● PASSAGE:
Jennifer Harris, MD
Thrombolytic therapy with intravenous recombinant tissue plasminogen activator (r-tPA) is an effective treatment in acute ischemic stroke. Several studies have examined functional outcome and mortality at 3 months after intravenous r-tPA treatment. However, data on long-term outcome are limited. Two randomized controlled stroke trials, the National Institute of Neurological Disorders and Stroke trial (NINDS) and the third International Stroke Trial (IST-3), have examined long-term mortality after intravenous r-tPA and revealed no differences in mortality rates among treated and nontreated patients at 12- and 18-months follow-up, respectively.

● EXTRACTED INFORMATION:

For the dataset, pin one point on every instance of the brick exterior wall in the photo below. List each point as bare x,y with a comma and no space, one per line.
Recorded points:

==

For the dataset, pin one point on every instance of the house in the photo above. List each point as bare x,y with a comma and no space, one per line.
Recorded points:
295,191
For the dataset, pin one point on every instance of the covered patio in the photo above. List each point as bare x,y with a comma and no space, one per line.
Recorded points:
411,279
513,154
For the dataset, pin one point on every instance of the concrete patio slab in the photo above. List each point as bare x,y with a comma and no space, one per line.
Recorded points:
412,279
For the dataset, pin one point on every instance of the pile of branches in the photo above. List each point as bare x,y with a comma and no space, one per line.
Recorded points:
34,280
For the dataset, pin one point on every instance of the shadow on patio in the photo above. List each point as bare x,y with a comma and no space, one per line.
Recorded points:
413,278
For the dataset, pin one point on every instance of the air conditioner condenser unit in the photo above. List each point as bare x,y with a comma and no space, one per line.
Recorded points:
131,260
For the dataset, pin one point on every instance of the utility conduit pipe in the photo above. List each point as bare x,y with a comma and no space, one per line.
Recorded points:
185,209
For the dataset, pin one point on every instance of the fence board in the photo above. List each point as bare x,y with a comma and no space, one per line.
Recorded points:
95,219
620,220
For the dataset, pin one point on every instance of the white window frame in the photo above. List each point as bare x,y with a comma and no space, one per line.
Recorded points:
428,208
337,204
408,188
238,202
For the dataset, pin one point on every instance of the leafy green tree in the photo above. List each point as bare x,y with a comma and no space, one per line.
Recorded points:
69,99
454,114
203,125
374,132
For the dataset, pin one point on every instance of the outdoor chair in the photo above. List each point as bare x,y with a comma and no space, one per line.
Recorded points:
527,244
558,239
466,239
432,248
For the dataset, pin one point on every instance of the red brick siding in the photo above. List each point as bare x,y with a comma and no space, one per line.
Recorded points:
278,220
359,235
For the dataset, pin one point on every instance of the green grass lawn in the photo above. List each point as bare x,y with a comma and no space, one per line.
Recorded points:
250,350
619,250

---

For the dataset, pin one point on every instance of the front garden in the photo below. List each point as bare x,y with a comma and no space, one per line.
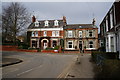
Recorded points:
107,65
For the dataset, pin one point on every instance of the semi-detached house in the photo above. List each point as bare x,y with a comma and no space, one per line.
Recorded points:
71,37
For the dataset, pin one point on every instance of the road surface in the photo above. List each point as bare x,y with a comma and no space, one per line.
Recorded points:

● ACTION ITEM: Can you retype the passage on thrombolytic therapy for acute ischemic stroke above, word for word from its first line to its last?

● TASK RESPONSE:
Jennifer Harris, MD
Thrombolytic therapy with intravenous recombinant tissue plasminogen activator (r-tPA) is an effective treatment in acute ischemic stroke. Several studies have examined functional outcome and mortality at 3 months after intravenous r-tPA treatment. However, data on long-term outcome are limited. Two randomized controlled stroke trials, the National Institute of Neurological Disorders and Stroke trial (NINDS) and the third International Stroke Trial (IST-3), have examined long-term mortality after intravenous r-tPA and revealed no differences in mortality rates among treated and nontreated patients at 12- and 18-months follow-up, respectively.